RECORD EXCERPTS START

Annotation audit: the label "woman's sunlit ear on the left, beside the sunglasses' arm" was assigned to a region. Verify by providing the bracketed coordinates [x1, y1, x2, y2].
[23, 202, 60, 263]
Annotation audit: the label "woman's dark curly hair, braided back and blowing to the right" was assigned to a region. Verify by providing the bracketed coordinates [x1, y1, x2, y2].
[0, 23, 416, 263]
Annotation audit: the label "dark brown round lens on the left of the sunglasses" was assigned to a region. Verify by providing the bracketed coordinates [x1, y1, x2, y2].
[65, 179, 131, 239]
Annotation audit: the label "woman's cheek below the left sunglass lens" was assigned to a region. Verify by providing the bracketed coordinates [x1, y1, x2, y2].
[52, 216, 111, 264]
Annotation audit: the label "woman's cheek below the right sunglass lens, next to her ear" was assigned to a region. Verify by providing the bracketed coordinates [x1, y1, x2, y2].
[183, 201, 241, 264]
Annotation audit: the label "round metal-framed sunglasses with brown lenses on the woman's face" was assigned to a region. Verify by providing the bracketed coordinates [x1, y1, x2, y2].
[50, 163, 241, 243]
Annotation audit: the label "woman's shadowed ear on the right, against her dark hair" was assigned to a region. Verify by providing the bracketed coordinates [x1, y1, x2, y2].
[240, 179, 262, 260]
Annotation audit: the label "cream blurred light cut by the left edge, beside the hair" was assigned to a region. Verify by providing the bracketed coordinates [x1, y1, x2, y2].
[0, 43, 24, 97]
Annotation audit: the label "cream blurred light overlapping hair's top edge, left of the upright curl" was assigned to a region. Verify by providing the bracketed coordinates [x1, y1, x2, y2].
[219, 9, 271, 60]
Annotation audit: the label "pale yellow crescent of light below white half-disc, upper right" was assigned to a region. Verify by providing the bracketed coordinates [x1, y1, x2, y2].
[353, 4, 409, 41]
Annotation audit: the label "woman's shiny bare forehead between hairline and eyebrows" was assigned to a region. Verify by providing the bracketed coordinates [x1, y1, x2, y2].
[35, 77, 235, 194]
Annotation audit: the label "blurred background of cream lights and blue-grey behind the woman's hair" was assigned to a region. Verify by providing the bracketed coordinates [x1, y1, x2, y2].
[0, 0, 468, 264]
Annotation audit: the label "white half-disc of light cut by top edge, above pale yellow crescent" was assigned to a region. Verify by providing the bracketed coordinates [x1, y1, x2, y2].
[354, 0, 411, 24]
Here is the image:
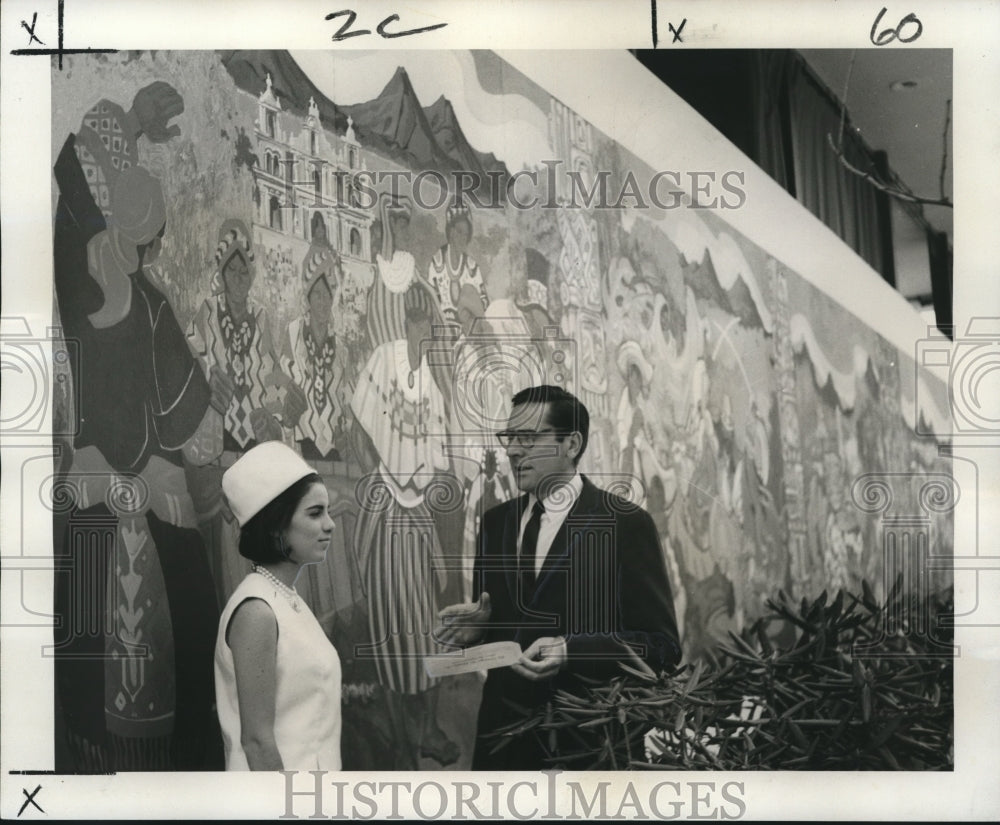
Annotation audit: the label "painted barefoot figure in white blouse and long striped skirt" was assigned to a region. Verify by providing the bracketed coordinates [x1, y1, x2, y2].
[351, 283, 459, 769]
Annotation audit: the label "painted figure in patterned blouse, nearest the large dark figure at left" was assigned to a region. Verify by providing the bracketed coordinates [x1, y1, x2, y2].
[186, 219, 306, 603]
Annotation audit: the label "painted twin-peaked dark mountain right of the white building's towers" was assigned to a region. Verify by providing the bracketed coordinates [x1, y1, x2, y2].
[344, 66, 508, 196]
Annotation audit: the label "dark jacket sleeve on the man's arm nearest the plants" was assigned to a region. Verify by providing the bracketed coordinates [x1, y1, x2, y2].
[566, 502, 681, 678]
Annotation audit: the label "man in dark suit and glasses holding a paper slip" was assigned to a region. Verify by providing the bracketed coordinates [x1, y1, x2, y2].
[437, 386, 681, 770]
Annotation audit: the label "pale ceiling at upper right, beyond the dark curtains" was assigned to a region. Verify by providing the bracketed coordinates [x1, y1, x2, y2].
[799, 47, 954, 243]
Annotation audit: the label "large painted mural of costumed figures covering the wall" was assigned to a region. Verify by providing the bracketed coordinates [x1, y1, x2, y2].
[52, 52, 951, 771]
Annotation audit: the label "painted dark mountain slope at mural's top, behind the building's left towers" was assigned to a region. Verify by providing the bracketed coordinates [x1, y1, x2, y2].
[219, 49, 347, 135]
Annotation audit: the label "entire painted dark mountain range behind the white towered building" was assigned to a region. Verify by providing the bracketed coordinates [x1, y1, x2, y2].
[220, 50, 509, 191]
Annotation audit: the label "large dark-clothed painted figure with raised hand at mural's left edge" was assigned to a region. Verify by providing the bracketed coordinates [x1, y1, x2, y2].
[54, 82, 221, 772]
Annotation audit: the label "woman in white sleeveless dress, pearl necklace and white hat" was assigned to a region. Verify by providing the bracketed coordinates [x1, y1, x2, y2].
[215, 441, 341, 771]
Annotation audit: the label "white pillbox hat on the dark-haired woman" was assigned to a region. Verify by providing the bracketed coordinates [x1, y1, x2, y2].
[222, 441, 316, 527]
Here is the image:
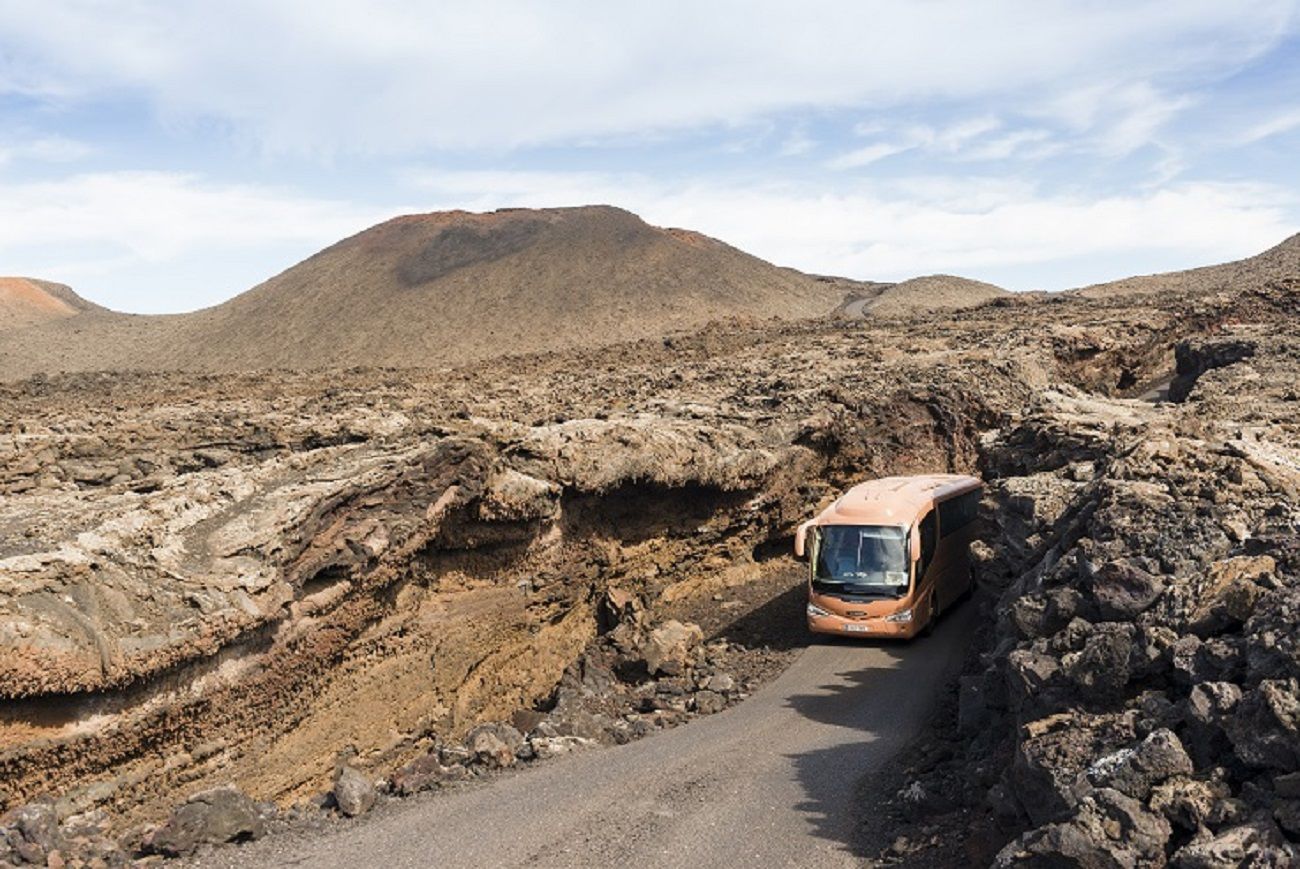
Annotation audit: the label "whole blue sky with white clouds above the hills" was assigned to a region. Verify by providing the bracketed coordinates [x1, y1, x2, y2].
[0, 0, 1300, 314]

RECORD EXCERPTS END
RECORD EXCERPTS START

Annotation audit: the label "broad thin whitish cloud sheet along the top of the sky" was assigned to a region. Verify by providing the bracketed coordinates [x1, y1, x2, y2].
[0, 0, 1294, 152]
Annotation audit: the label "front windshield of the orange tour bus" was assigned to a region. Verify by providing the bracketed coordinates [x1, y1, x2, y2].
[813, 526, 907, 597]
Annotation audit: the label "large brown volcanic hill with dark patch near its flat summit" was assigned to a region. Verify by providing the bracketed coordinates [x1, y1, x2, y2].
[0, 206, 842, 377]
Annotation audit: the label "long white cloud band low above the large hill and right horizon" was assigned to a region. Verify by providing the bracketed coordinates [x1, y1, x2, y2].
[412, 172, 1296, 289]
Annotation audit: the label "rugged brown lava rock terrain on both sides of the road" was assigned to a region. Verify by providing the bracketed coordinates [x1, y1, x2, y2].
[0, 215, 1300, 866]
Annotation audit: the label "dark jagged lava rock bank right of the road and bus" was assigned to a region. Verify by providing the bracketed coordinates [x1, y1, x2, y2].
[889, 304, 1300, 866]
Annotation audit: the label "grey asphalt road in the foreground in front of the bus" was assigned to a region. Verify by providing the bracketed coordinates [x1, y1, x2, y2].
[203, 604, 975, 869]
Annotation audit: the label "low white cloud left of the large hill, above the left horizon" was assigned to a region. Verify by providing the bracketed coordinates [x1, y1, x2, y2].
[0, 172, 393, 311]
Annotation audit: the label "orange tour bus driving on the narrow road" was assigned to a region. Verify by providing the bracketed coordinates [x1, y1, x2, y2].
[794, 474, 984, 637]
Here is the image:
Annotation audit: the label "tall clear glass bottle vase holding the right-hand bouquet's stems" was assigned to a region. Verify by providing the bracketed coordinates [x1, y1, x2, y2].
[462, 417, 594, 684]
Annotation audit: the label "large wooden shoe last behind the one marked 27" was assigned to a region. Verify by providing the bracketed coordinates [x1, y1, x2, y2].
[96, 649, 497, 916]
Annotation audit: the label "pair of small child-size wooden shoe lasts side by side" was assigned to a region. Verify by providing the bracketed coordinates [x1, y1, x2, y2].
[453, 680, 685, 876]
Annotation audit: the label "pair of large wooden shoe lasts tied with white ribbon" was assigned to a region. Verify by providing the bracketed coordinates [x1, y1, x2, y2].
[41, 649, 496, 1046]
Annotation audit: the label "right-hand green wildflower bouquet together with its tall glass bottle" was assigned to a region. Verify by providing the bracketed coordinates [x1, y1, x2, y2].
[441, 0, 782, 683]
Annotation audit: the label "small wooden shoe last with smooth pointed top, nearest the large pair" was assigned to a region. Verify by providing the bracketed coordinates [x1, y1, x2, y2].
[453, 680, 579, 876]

RECORD EXCERPTS END
RECORD EXCERPTS START

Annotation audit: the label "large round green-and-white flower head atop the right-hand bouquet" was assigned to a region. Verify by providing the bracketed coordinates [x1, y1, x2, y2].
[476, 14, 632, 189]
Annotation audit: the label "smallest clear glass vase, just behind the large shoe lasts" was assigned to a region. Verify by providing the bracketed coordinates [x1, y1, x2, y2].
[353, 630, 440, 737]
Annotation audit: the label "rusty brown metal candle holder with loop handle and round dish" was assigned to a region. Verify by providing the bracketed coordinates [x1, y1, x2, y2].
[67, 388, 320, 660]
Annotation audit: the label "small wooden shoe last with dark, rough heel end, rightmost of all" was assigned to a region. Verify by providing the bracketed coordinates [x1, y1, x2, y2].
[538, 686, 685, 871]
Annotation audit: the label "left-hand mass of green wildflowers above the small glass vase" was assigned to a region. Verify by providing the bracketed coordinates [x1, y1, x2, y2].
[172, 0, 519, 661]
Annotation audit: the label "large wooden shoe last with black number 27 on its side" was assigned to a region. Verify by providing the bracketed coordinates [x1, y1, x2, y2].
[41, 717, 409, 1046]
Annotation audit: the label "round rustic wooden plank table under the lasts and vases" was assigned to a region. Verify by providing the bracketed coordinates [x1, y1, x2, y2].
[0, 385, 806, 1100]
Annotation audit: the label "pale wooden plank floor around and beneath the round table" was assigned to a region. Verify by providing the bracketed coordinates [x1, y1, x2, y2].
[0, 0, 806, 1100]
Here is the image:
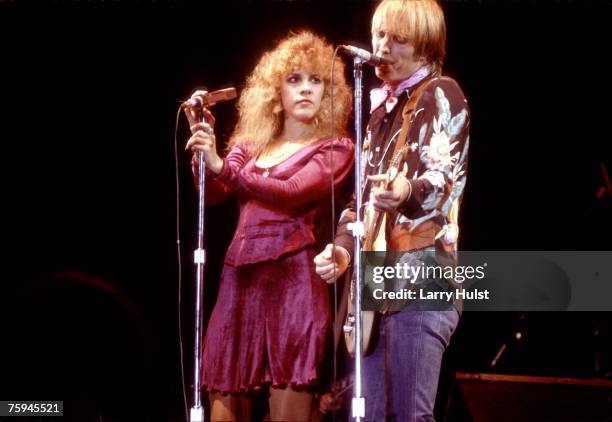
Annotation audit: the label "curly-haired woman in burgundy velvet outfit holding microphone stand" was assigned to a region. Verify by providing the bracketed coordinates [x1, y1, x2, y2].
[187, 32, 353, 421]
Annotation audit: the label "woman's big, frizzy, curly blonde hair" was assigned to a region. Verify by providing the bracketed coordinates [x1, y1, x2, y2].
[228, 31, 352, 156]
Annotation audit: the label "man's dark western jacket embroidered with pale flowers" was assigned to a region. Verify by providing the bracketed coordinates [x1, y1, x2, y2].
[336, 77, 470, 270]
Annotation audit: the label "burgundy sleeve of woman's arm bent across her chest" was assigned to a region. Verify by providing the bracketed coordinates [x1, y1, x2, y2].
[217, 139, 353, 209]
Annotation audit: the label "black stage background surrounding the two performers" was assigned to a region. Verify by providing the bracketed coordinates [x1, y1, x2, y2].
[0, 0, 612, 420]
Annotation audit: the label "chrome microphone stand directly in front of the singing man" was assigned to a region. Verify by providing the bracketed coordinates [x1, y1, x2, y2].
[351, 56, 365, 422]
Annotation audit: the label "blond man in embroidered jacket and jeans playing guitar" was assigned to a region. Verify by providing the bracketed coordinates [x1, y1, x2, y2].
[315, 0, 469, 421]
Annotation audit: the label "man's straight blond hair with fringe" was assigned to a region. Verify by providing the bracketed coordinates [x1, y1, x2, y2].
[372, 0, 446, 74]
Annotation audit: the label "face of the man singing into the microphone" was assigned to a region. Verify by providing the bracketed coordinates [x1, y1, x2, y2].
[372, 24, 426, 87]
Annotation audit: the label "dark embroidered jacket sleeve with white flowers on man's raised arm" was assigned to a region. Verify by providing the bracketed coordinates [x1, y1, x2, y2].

RECORD EXCERPTS END

=== WORK REQUIRED ===
In the data above, retype exactly and only the lines between the one holding "sleeve of woman's" and the one holding "embroidered jacket sleeve", inclusive.

=== SOLUTION TO THE EXERCISE ===
Annotation audit: the label "burgundy sleeve of woman's arm bent across her chest" was assigned to a region. Verify by providing the bracketed coordinates [x1, y1, x2, y2].
[217, 139, 353, 209]
Annotation audit: the label "black stage background surrounding the two performers" was assigned to a region. Verify by providing the bracketed coordinates [x1, y1, x2, y2].
[0, 0, 612, 420]
Annotation audit: the label "chrome microphone stand directly in front of the singing man" was assigned to a region. Verify by providing the bracketed coordinates [x1, y1, x2, y2].
[351, 56, 365, 422]
Annotation audit: the label "blond man in embroidered jacket and jeans playing guitar" was assigned to a region. Verify by providing the bracketed coordinates [x1, y1, x2, y2].
[315, 0, 469, 421]
Annotation audit: the label "man's straight blond hair with fringe" was assigned to a region. Verify by providing the bracketed coordinates [x1, y1, x2, y2].
[372, 0, 446, 74]
Annotation audit: the label "face of the man singing into the microphone" was assigned to a region. Verify by providing the bracketed coordinates [x1, y1, x2, y2].
[372, 24, 426, 87]
Annotation audit: the label "dark embroidered jacket sleeve with white flowers on man's raised arm" was assigned to a region. Verify by providing the bracketed coordinates [x1, y1, x2, y2].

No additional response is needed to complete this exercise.